• Stated goal
Count the lines below that contain the word "tricycle", matching case exactly, and give only the number.

Image annotation data:
--- start ---

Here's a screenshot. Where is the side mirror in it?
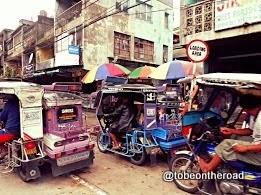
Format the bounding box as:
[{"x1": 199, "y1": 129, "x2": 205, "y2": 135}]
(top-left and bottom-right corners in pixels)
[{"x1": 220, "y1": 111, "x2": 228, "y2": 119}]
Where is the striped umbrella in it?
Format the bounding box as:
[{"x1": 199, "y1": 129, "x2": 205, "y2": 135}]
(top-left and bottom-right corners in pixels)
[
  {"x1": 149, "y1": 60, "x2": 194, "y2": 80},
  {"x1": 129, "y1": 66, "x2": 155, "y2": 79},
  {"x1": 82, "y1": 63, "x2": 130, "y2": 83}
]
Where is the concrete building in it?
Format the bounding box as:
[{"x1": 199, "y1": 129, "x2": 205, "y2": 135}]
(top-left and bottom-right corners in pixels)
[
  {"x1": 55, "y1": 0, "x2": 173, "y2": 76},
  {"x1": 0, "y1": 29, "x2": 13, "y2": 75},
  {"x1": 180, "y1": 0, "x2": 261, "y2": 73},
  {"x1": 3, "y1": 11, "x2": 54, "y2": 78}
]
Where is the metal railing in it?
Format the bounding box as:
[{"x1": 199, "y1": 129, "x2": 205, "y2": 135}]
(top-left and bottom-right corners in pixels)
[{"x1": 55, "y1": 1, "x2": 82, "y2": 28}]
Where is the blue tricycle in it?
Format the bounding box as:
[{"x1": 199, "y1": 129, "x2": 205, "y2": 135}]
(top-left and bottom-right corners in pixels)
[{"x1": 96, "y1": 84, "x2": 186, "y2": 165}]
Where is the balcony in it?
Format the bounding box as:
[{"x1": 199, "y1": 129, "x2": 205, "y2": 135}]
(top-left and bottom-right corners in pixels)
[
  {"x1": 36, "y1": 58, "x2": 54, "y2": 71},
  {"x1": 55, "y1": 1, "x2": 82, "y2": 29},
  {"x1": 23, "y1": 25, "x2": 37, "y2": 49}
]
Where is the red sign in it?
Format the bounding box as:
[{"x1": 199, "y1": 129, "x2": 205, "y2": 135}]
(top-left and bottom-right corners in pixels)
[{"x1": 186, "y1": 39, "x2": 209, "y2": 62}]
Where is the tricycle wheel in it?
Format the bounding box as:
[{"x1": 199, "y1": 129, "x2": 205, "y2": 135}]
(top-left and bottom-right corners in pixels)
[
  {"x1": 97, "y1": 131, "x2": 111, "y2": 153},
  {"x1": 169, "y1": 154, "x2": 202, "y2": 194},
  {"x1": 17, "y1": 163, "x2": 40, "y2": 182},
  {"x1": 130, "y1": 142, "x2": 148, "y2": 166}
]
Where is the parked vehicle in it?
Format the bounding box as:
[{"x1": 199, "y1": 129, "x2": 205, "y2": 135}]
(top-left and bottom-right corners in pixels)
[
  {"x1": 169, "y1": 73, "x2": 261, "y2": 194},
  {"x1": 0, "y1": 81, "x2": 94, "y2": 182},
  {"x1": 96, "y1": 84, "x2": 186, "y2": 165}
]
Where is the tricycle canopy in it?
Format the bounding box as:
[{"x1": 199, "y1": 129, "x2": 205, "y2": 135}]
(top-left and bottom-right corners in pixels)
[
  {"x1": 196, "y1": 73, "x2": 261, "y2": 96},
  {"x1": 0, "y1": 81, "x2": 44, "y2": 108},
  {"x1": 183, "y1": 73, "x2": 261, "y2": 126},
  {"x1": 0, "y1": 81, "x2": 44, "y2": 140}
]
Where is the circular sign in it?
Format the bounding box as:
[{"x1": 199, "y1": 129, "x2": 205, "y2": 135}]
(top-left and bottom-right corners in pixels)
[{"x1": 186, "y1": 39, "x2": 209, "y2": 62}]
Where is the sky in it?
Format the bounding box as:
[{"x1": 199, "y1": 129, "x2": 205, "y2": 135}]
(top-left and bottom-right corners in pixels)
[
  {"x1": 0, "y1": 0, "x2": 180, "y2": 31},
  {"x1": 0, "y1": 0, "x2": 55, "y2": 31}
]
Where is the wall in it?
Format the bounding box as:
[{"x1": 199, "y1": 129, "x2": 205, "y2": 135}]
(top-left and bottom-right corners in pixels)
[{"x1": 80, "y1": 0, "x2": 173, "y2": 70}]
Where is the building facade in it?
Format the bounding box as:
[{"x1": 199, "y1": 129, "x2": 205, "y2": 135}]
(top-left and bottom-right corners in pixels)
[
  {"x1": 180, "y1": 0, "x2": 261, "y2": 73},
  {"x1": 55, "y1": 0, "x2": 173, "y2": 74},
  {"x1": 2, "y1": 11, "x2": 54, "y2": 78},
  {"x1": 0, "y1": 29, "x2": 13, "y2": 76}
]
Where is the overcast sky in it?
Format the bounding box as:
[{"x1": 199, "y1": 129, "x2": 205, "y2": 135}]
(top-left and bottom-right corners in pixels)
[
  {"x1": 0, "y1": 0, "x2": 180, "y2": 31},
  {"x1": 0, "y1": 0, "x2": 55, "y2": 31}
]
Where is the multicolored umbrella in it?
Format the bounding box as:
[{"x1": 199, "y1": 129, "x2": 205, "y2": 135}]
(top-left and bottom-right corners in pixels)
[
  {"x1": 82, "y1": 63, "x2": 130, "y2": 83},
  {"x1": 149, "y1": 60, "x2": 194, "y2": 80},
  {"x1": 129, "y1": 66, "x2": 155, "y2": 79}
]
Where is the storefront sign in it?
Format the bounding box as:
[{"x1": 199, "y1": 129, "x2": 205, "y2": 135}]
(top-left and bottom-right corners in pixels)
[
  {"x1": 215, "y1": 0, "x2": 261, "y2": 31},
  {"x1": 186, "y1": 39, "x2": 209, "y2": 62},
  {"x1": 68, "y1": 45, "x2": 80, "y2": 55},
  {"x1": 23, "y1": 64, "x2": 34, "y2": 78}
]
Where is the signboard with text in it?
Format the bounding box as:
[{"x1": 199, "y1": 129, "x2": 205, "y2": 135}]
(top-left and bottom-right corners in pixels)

--- end ---

• Correct result
3